WHAT YOU ARE ASKED TO DO >> Retype the rows below word for word, starting at the line that contains "--target stone facade" and ending at the last line of the rows, with both ends included.
>> BEGIN EXERCISE DATA
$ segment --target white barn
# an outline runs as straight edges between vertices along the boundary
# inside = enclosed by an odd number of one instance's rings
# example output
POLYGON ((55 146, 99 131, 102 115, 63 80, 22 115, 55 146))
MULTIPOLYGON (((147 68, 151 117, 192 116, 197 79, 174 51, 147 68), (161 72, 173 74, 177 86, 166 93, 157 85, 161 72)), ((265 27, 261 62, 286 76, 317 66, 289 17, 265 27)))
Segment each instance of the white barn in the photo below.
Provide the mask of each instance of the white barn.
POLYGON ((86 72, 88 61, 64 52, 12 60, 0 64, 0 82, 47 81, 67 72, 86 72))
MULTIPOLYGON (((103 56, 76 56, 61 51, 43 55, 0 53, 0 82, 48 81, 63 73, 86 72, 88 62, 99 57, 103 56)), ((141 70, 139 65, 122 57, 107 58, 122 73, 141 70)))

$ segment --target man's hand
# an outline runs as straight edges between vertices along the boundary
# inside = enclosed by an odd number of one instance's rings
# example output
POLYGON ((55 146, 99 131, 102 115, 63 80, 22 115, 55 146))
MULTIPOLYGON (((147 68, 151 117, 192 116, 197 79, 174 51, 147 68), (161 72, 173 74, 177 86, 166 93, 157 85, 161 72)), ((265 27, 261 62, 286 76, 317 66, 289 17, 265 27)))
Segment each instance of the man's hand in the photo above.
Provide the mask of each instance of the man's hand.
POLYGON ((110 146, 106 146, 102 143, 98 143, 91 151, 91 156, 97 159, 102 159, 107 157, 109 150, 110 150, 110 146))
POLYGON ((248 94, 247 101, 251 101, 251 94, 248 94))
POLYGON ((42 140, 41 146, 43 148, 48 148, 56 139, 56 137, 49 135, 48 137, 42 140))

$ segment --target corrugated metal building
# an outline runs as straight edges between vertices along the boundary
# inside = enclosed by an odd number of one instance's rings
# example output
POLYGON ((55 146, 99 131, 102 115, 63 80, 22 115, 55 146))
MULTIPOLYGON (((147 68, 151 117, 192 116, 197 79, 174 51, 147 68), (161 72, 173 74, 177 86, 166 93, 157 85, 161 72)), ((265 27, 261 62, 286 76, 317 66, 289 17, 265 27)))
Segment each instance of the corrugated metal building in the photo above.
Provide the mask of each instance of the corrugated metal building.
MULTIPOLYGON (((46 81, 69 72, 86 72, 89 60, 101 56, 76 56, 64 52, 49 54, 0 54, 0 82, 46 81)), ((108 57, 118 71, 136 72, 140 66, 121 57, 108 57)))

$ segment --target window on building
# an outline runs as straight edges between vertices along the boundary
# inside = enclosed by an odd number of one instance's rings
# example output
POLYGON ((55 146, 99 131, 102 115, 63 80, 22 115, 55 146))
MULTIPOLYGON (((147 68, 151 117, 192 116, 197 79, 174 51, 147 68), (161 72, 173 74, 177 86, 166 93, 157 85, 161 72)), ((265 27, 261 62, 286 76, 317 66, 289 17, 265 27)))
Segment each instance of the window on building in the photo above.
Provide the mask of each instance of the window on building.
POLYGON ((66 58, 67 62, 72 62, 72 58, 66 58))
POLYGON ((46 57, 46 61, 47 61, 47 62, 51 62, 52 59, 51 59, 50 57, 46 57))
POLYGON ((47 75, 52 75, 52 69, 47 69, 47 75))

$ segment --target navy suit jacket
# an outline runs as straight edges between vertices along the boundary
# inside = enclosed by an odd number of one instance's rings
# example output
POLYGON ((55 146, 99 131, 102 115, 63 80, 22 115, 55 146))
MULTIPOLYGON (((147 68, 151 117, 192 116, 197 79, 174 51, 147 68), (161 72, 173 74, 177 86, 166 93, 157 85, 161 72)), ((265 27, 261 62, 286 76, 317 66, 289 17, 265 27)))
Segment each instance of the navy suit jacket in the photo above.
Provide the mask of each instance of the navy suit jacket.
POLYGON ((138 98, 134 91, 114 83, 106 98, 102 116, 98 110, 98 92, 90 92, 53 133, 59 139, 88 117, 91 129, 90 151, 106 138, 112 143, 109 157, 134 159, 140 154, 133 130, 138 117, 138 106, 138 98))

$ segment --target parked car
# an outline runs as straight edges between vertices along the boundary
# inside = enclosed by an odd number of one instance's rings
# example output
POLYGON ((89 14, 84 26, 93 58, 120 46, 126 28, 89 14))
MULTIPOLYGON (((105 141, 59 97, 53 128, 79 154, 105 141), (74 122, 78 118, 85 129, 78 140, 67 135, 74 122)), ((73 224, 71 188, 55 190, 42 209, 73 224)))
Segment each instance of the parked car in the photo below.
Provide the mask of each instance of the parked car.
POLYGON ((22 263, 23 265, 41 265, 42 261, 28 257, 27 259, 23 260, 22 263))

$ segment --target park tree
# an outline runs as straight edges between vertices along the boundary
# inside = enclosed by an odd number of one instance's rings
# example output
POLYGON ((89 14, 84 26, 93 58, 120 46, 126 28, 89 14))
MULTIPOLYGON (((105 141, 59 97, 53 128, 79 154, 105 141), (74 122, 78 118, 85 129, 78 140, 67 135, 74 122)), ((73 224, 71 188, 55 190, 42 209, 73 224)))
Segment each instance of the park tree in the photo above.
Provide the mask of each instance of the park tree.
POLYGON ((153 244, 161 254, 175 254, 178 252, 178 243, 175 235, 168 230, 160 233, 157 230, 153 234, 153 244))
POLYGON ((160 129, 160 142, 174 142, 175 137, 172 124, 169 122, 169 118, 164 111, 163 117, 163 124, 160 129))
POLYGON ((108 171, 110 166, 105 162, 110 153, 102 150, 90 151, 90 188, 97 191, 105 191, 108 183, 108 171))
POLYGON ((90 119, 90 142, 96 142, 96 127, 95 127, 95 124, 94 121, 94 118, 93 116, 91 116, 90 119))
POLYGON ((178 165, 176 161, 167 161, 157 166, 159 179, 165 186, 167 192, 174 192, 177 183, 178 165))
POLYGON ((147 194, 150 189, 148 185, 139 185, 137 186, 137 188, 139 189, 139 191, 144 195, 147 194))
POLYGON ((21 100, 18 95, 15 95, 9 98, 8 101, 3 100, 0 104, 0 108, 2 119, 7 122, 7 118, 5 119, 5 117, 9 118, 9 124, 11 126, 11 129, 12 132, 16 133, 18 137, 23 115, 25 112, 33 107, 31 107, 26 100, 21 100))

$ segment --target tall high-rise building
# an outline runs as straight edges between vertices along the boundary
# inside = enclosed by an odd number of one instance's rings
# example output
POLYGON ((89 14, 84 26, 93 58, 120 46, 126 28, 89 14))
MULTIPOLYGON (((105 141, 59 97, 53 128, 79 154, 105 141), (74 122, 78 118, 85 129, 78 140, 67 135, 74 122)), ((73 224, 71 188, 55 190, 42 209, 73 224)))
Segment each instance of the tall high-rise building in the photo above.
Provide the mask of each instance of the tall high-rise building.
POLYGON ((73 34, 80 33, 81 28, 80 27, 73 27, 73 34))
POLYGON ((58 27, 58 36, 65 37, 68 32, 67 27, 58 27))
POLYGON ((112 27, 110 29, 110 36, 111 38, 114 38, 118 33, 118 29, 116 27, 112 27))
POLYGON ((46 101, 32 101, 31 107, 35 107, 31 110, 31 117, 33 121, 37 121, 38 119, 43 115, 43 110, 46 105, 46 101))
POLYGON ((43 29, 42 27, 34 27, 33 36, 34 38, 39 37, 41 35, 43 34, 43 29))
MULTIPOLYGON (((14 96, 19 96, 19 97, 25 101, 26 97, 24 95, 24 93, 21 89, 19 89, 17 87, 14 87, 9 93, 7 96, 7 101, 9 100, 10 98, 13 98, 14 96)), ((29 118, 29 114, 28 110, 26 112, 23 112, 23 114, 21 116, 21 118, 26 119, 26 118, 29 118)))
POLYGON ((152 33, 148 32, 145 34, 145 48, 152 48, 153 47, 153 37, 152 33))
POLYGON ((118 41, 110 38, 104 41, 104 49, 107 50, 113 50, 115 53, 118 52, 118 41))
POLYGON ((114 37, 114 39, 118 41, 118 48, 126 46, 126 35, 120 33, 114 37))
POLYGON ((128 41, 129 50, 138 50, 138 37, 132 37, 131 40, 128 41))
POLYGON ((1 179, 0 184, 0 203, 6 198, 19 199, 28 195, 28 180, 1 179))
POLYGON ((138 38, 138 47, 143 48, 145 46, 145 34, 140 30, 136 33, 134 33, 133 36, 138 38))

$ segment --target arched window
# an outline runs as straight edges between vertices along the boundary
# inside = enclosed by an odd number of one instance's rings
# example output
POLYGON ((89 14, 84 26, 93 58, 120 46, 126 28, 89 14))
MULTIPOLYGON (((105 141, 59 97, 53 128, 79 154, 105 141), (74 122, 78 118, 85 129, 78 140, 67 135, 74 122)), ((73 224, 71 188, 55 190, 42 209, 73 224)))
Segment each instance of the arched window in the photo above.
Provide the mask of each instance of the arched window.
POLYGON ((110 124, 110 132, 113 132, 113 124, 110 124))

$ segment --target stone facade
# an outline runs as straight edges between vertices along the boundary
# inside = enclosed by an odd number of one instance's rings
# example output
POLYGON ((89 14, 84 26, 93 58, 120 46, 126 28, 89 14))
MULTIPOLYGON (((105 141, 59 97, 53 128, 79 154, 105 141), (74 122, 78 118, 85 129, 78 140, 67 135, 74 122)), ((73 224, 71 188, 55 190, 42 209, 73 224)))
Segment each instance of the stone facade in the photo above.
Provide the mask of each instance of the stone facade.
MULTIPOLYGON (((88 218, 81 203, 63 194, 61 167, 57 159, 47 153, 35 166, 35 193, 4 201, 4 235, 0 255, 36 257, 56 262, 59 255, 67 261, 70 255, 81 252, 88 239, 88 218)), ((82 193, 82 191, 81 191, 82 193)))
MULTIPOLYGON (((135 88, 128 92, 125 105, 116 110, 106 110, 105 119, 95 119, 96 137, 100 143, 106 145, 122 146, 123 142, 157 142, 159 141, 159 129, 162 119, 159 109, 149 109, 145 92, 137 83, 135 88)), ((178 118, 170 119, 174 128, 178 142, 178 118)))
>> END EXERCISE DATA
ANSWER TO THIS TASK >>
$ segment --target stone facade
# an outline runs as straight edges between vertices along the boundary
# inside = enclosed by an odd number of one instance's rings
# example output
POLYGON ((89 14, 84 26, 93 58, 120 46, 126 28, 89 14))
MULTIPOLYGON (((105 141, 59 97, 53 128, 79 154, 105 141), (74 122, 78 118, 85 129, 78 140, 67 135, 74 122)), ((73 224, 71 188, 55 190, 42 209, 73 224)))
Segment each instance of the stone facade in the photo above.
Provide the mask of each instance of the stone facade.
MULTIPOLYGON (((88 218, 81 203, 63 194, 61 167, 57 159, 47 153, 35 166, 35 193, 4 201, 4 235, 0 255, 36 257, 56 262, 59 255, 67 261, 70 255, 81 252, 88 239, 88 218)), ((82 193, 82 191, 81 191, 82 193)))
MULTIPOLYGON (((135 88, 128 92, 125 105, 116 110, 106 110, 105 119, 95 119, 96 137, 100 143, 106 145, 122 146, 123 142, 157 142, 159 141, 159 129, 162 119, 159 109, 149 109, 145 92, 137 83, 135 88)), ((178 118, 170 119, 174 128, 178 142, 178 118)))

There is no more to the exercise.